К сожалению, в истории лингвистике онтологический статус языка как не реального, а чисто виртуального образования осознавался немногими. Так, молодой И.А. Бодуэн де Куртене, полемизирую со шлейхеровским пониманием языка как природного организма, утверждал, что «язык как целое», как «комплекс известных составных частей и категорий», существует только «in potentia», т. е. только в потенции, как некая гипотетическая возможность. «Слова не тела и не члены тела», – писал Бодуэн, в реальности «они появляются как комплексы знаменательных звуков, как знаменательные созвучия только тогда, когда человек говорит, а как представления знаменательных созвучий они существуют в мозге, в уме человека только тогда, когда он ими думает» [Бодуэн де Куртене 1963, т. 1, с. 75, 77].

Один из членов Пражского лингвистического кружка Й. Коржинек, пытаясь определить онтологическое своеобразие языка и речи, утверждал, что «соотношение между языком и речью представляет собой просто отношение между научным анализом, абстракцией, синтезом, классификацией, т. е. научной интерпретацией фактов, с одной стороны, и определенными явлениями действительности, составляющими объект этого анализа, абстракции и т. д., – с другой» [цит. по: Березин 1975, с. 217]. Думается, нет нужды особо подчеркивать, что при таком подходе язык мыслился как исключительно виртуальный объект, и только речь – как реальный.

Эта же мысль довольно отчетливо была сформулирована видным советским литературоведом Г.Н. Поспеловым, утверждавшим в своей монографии по теории литературного стиля, что «сам по себе, вне речи, язык существует только в абстракции, и в качестве предмета изучения его можно найти только в словарях и грамматиках» [Поспелов 1970, с. 4].

Однако для подавляющего большинства языковедов, как отечественных, так и зарубежных, было характерно стремление к осмыслению языка как чего-то реального, существующего не только в человеческом воображении, но и в реальной действительности. И в этом стремлении совершенно отчетливо вырисовываются три направления, три логических подхода к представлению языка как некоей объективной реальности.

Первый из этих подходов, на наш взгляд, наиболее фантастический, находит свое выражение в определениях языка как предназначенной для использования в речевой коммуникации «системы облеченных в звуковую форму знаковых единиц, способной выразить всю совокупность понятий и мыслей человека» [Арутюнова 1997, с. 652]. В отечественном языкознании такие определения стали появляться где-то с начала XIX века, после выхода в свет «Начертаний всеобщей грамматики» Л. Якоба, где впервые была предпринята попытка теоретического разграничения языка и речи. Впоследствии лингвистика дала огромное количество мало чем различающихся по содержанию вариантов данного определения. И это несмотря на то, что его ущербность видна, как говорится, невооруженным глазом: ведь «знаковая единица», облеченная в звуковую форму, никак не может быть единицей языка, потому что является единицей речи, ибо звук (как ощущение, психическое переживание) возникает только в процессе восприятия акустических волн, продуцируемых при осуществлении речевой деятельности.

Данные для задачи -
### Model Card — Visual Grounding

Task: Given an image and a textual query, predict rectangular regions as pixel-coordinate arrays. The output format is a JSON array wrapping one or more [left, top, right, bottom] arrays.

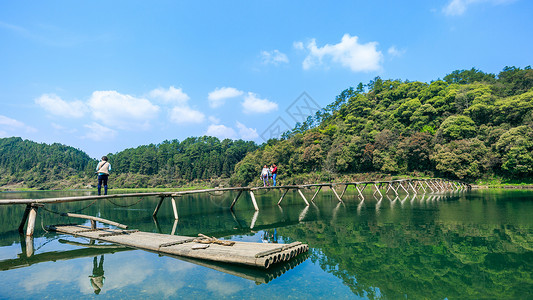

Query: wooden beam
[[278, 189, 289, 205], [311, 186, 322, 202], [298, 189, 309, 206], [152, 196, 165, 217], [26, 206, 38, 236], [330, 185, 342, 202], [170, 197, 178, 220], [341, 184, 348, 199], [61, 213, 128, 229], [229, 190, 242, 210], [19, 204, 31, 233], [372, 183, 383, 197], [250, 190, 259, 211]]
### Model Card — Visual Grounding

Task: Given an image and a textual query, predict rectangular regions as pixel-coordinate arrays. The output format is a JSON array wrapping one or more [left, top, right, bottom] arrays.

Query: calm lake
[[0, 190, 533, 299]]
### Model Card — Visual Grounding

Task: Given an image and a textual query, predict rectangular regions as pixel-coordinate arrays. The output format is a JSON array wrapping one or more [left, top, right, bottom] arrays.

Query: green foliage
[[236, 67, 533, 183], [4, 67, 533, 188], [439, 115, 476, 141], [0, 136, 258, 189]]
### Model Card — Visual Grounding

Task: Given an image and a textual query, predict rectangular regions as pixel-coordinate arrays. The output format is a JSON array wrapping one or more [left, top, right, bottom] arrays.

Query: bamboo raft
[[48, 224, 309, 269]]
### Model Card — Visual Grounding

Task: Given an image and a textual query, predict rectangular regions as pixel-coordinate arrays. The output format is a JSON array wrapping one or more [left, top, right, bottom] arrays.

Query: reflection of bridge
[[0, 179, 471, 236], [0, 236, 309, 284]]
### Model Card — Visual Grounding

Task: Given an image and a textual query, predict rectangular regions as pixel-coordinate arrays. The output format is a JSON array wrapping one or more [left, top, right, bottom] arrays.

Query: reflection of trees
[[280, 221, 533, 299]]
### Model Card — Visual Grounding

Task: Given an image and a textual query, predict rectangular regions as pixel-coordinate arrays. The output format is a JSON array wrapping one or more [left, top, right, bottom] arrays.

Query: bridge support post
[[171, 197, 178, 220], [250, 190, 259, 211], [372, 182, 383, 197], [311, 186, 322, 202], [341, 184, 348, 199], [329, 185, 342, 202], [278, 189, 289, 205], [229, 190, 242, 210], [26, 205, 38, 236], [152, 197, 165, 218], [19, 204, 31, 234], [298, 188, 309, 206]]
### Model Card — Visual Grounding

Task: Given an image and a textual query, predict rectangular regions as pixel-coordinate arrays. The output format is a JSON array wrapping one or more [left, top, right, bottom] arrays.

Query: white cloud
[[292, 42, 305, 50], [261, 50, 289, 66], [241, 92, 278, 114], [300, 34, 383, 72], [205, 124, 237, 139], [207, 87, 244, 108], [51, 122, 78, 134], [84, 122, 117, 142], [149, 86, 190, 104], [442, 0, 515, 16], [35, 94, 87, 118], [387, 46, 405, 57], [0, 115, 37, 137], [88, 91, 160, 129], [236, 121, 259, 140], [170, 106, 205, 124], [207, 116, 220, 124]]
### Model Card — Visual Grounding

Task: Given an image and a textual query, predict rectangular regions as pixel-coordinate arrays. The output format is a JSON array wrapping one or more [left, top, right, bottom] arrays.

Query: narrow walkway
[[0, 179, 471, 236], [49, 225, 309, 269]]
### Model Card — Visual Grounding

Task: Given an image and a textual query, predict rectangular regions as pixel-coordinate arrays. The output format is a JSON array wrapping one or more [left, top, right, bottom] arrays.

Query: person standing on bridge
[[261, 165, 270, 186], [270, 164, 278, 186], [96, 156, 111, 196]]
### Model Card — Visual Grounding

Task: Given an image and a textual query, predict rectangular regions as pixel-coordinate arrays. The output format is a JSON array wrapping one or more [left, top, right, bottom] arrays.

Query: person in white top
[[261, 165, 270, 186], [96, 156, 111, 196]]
...
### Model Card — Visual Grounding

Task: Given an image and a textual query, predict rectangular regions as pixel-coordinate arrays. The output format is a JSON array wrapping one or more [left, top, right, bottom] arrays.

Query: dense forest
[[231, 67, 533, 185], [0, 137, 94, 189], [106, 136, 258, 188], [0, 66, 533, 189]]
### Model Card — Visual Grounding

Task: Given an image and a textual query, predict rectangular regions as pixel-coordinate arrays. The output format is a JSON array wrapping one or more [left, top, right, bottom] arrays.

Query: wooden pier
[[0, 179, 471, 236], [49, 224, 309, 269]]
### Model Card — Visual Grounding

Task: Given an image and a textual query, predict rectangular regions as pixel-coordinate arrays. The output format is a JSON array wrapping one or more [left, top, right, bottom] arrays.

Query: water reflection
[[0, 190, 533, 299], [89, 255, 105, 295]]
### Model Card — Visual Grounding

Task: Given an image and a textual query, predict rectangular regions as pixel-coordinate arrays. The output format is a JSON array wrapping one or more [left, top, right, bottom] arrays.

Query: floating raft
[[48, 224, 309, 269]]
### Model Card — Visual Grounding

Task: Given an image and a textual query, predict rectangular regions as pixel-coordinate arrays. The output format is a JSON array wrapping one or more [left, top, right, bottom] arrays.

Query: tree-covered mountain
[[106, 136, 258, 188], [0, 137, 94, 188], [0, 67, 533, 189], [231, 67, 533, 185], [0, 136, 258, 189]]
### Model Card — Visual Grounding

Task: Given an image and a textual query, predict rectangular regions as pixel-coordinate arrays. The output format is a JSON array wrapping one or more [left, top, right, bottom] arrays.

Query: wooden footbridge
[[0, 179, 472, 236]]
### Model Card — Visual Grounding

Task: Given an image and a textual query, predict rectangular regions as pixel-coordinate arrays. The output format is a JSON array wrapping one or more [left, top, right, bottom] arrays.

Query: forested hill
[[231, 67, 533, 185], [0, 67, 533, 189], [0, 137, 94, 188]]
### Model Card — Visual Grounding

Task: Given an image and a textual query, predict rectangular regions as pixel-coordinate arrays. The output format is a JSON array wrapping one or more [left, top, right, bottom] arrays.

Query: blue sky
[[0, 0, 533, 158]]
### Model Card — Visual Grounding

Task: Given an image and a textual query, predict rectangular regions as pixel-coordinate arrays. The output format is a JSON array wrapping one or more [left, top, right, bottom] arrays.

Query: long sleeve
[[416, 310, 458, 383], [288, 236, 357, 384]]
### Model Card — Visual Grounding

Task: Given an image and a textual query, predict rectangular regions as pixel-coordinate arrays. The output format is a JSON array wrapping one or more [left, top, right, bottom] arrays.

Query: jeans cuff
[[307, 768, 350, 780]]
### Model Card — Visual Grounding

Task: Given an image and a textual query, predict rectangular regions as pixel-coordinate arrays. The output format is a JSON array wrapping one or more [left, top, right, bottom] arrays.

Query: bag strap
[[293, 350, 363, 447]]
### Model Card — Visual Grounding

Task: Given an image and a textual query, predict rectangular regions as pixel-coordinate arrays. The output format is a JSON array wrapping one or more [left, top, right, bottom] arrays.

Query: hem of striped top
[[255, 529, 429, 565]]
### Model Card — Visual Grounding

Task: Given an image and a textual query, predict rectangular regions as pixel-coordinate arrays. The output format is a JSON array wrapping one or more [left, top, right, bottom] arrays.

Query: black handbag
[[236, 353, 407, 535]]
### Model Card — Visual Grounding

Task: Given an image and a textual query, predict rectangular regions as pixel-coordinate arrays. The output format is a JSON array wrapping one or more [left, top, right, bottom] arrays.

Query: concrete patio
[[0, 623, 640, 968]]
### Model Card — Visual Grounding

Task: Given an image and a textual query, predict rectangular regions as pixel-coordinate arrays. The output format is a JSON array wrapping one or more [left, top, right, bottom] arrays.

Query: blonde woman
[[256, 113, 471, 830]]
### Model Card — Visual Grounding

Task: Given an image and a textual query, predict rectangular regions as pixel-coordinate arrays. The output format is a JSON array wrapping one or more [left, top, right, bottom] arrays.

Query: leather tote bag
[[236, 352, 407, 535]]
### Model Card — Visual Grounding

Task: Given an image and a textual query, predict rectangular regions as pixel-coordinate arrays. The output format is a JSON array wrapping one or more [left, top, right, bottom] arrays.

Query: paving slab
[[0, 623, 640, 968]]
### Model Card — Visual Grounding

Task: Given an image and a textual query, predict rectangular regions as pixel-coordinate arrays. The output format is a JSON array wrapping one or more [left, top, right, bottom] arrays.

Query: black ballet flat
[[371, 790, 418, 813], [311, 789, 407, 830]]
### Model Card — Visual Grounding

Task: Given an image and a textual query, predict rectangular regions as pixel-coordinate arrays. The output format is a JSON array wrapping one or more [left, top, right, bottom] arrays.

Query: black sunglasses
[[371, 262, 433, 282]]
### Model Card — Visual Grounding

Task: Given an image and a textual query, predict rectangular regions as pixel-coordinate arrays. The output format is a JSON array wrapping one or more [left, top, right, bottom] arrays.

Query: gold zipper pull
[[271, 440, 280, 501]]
==
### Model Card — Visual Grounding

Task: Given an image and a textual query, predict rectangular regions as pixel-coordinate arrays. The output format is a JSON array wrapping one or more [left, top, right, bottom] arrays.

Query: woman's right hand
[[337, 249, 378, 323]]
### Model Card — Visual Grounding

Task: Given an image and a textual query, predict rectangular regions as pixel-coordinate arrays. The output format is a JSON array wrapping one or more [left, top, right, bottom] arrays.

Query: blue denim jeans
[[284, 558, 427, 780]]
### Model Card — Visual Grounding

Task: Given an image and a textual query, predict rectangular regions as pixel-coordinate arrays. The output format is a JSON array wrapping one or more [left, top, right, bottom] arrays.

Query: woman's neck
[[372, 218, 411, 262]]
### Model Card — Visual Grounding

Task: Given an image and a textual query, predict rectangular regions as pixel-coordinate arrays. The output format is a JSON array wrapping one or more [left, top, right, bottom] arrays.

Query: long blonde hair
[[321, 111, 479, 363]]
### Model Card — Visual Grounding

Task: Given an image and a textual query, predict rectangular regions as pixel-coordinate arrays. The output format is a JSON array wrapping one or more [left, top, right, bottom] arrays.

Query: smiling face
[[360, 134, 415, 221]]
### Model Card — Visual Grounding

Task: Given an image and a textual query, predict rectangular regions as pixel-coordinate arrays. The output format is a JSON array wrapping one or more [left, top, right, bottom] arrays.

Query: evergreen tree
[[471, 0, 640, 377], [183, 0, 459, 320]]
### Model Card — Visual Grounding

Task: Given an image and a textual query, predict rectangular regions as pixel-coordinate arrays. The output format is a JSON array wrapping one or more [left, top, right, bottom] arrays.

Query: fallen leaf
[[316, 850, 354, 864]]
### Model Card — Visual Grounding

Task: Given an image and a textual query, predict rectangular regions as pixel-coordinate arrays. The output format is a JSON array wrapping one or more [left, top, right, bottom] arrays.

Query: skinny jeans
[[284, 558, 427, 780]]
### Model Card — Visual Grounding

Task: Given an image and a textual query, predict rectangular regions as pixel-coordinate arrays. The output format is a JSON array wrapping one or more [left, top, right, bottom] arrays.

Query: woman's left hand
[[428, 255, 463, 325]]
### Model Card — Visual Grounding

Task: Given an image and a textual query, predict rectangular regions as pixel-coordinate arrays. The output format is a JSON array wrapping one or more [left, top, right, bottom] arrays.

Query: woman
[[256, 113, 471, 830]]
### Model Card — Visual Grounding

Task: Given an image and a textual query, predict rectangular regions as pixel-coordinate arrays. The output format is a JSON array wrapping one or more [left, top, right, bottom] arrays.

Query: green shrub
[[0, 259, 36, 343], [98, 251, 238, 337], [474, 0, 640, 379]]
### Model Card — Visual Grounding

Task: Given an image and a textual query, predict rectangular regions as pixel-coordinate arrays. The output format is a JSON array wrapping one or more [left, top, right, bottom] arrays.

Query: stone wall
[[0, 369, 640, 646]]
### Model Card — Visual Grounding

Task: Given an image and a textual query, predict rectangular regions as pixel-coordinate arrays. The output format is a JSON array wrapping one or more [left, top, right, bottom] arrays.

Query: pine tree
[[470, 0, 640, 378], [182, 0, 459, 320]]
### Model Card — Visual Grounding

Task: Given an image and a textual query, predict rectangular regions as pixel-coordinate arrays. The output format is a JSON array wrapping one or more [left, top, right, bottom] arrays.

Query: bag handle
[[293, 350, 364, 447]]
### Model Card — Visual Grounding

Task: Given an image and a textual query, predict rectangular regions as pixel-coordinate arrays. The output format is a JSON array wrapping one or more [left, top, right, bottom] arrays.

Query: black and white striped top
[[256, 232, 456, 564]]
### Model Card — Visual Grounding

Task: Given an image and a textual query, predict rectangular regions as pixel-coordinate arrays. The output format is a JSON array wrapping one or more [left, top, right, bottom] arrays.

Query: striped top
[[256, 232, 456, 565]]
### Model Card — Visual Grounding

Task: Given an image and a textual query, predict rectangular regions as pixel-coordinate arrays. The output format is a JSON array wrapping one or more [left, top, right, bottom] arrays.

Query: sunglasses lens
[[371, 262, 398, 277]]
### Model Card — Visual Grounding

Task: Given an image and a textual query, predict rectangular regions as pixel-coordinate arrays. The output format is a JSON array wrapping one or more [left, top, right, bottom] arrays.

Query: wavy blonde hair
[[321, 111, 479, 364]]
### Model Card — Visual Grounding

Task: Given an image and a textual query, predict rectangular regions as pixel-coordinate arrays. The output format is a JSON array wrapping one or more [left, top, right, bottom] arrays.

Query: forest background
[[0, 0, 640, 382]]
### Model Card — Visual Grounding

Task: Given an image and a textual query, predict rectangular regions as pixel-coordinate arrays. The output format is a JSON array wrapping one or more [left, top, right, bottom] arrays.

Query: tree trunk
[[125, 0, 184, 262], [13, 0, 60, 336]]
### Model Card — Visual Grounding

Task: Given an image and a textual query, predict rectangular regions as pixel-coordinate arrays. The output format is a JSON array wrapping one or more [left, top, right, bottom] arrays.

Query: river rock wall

Задачи -
(a) Ответьте по фрагменту документа на три вопроса:
(i) Какое понимание языка оспаривал молодой И.А. Бодуэн де Куртене?
(ii) В какой работе Г.Н. Поспелов высказал мысль о том, что вне речи язык существует только в абстракции?
(iii) С какого времени в отечественном языкознании стали появляться определения языка как системы знаковых единиц в звуковой форме?
(b) Выпишите из записей все строки, в которых есть слово «wooden».

Ответы на задачи -
(a)
(i) Шлейхеровское понимание языка как природного организма.
(ii) В монографии по теории литературного стиля.
(iii) Примерно с начала XIX века, после выхода в свет «Начертаний всеобщей грамматики» Л. Якоба.

(b)
Query: wooden beam
Query: wooden pier
Query: wooden footbridge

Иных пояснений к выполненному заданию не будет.